A verbatim copy of every entry is required.

Top of Data to use

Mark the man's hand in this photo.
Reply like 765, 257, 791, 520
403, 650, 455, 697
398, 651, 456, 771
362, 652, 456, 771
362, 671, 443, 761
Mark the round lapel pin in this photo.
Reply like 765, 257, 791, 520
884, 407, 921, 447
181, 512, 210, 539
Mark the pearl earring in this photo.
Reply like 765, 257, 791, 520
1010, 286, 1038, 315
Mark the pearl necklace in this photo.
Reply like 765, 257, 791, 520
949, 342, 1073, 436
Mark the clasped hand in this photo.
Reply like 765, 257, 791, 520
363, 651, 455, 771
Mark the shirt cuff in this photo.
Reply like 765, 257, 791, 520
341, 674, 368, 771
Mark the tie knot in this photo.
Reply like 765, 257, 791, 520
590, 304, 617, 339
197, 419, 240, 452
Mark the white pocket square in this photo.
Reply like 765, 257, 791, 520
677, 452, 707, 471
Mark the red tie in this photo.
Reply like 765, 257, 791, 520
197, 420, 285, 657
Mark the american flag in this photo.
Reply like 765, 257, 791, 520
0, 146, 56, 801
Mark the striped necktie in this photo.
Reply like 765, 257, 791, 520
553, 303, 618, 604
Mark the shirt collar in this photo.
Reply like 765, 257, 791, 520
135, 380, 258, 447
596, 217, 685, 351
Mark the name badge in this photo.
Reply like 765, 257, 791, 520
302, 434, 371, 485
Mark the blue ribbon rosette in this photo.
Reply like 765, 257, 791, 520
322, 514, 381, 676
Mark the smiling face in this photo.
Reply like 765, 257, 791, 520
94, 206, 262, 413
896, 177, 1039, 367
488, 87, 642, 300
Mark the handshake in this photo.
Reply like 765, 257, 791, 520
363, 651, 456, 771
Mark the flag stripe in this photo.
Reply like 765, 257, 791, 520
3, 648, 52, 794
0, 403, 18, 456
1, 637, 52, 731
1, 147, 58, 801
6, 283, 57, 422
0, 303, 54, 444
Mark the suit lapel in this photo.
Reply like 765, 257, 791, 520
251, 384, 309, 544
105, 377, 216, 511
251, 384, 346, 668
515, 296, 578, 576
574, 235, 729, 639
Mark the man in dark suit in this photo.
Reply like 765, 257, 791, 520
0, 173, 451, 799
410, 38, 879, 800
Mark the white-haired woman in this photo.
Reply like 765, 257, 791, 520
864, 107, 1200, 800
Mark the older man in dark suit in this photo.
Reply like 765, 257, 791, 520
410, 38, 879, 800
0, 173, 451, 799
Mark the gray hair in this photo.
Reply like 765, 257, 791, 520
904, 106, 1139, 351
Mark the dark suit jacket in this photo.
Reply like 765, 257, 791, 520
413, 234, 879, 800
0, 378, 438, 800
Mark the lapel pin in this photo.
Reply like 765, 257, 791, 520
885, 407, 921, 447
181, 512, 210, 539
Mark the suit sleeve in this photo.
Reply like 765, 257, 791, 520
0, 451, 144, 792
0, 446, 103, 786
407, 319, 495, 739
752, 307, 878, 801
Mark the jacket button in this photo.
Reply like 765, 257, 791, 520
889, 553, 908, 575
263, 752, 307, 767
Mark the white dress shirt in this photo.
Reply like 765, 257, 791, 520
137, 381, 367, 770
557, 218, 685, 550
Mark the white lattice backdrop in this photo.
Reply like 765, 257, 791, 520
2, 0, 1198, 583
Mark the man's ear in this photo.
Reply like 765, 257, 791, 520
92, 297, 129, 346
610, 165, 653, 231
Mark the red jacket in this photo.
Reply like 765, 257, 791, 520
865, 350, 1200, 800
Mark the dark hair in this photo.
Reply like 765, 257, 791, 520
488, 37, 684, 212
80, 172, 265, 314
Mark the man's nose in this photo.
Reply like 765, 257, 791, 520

Bottom of Data to use

_Response to the task_.
Mark the man's hand in this photo.
Reply like 765, 257, 791, 520
403, 650, 455, 697
398, 651, 456, 771
362, 652, 456, 771
362, 671, 443, 761
Mark the round lapel pin in this photo.
Reply like 765, 257, 791, 520
884, 407, 921, 447
181, 512, 210, 539
Mark the pearl earring in this photo.
Reply like 765, 257, 791, 520
1010, 286, 1038, 315
Mark the pearl necklace in this photo.
Reply like 765, 257, 791, 520
949, 342, 1073, 436
Mark the clasped hand in this photo.
Reply like 765, 257, 791, 520
363, 651, 455, 771
Mark the shirt cuff in this photo.
Reply like 765, 257, 791, 520
341, 674, 368, 771
Mark the tie knot in this photo.
Reply like 765, 257, 791, 520
590, 304, 617, 339
197, 419, 240, 452
Mark the white pocket square in this photo.
Reply like 765, 257, 791, 520
677, 452, 707, 471
Mark the red tie in this photo.
Reply like 765, 257, 791, 520
197, 420, 285, 657
Mark the american flag in this photo.
Reply like 765, 257, 791, 520
0, 146, 56, 801
Mark the striped necktie in this photo.
Reply like 765, 257, 791, 520
553, 303, 618, 604
Mark the shirt collar in this photo.
Reply like 765, 257, 791, 520
135, 380, 258, 447
596, 217, 685, 351
Mark the name badge in this photo.
Reply like 765, 257, 791, 520
302, 434, 371, 485
Mark the blue ribbon rosette in this photo.
Reply like 765, 257, 791, 520
322, 514, 381, 676
Mark the smiling face in this photo.
Reply like 765, 257, 791, 520
94, 206, 262, 413
896, 177, 1039, 367
488, 87, 642, 300
Mark the handshake in this photo.
Reply like 765, 257, 791, 520
363, 651, 456, 771
Mark the flag stripe in this photo.
Reply like 765, 257, 791, 520
3, 648, 52, 794
0, 403, 18, 456
1, 637, 52, 731
1, 147, 58, 801
6, 283, 57, 422
0, 303, 54, 444
Mark the suit lapel in this photo.
Reply like 765, 257, 791, 520
251, 384, 309, 544
105, 377, 216, 511
251, 384, 346, 668
515, 296, 578, 576
574, 235, 729, 639
Mark the man in dark suit in this photo.
Reply like 765, 257, 791, 520
0, 173, 451, 799
410, 38, 879, 800
Mark the white-haired woman in this photo.
Reply like 765, 257, 791, 520
864, 107, 1200, 800
Mark the older man in dark suit in this photo.
Reply like 765, 257, 791, 520
410, 38, 879, 800
0, 173, 451, 799
Mark the gray hair in this photo.
Reply like 765, 257, 791, 520
904, 106, 1139, 351
Mark the dark suit jacket in this photo.
Reply like 765, 257, 791, 520
413, 234, 879, 800
0, 378, 438, 800
Mark the lapel pin in this photo.
Reply like 765, 257, 791, 520
885, 407, 921, 447
181, 512, 210, 539
Mark the suit sleeve in this photo.
Reply like 765, 257, 791, 520
0, 451, 144, 792
0, 446, 103, 786
407, 319, 495, 739
752, 307, 878, 801
Mark the jacket button in this photo.
Reply like 765, 257, 791, 520
889, 553, 908, 575
263, 752, 307, 767
Mark the white dress shirt in this photo.
Reply like 765, 257, 791, 520
137, 381, 367, 770
557, 218, 685, 550
Mark the white lattice backdrop in this photo.
Reply like 765, 257, 791, 520
2, 0, 1198, 583
Mark the man's ear in this photo.
Reply like 765, 257, 791, 520
92, 297, 129, 346
610, 165, 653, 231
Mark the red jacket in this photo.
Reply like 765, 257, 791, 520
865, 350, 1200, 800
Mark the dark hair in this photo.
Reply like 765, 257, 791, 520
488, 37, 684, 212
80, 172, 265, 314
Mark the man's nose in this photo.
Reply like 765, 257, 791, 520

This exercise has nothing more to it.